___ PROVIDED RECORDS ___

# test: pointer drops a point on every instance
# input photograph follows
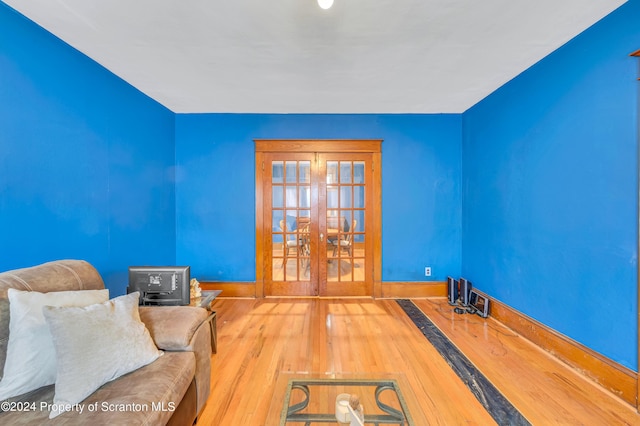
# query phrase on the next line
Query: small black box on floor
(465, 289)
(452, 290)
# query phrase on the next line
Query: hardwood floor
(262, 342)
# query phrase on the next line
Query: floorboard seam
(499, 407)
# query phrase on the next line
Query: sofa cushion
(96, 344)
(31, 357)
(61, 275)
(146, 397)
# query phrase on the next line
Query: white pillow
(31, 357)
(96, 344)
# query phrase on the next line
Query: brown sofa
(171, 390)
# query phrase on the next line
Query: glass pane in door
(290, 211)
(345, 207)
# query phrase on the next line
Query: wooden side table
(205, 302)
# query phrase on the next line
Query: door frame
(372, 146)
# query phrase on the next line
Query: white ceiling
(290, 56)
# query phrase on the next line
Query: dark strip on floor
(502, 411)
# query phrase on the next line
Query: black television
(465, 289)
(161, 285)
(452, 290)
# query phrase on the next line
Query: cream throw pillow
(31, 357)
(96, 344)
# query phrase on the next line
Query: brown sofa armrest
(183, 328)
(172, 327)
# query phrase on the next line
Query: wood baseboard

___

The records above, minus their pictures, are to be returned word for word.

● REPLY TO THE EXERCISE:
# test: pointer drops a point on every instance
# input photograph follows
# query phrase on the next line
Query: small black box on floor
(465, 289)
(452, 290)
# query phrase on the next line
Query: hardwood floor
(262, 342)
# query phrase on the next line
Query: floorboard seam
(499, 407)
# query phrase on the next line
Query: sofa cushion
(96, 344)
(31, 357)
(61, 275)
(146, 397)
# query phrase on the next line
Query: white pillow
(31, 357)
(96, 344)
# query phrase on the next line
Query: brown sofa
(171, 390)
# query phrase on the next line
Query: glass pane in door
(290, 211)
(345, 207)
# query phrase on the next line
Query: wooden side table
(205, 302)
# query phrase on the next line
Query: door frame
(372, 146)
# query phrase on the next line
Query: white ceiling
(290, 56)
# query phrase on the next line
Query: dark strip on floor
(502, 411)
# query phrase on the next line
Query: black television
(465, 289)
(161, 285)
(452, 290)
# query phrase on the next line
Query: cream throw pillow
(31, 357)
(96, 344)
# query phrase on the next line
Query: brown sofa armrest
(183, 328)
(172, 327)
# query phrase on the next line
Query: wood baseboard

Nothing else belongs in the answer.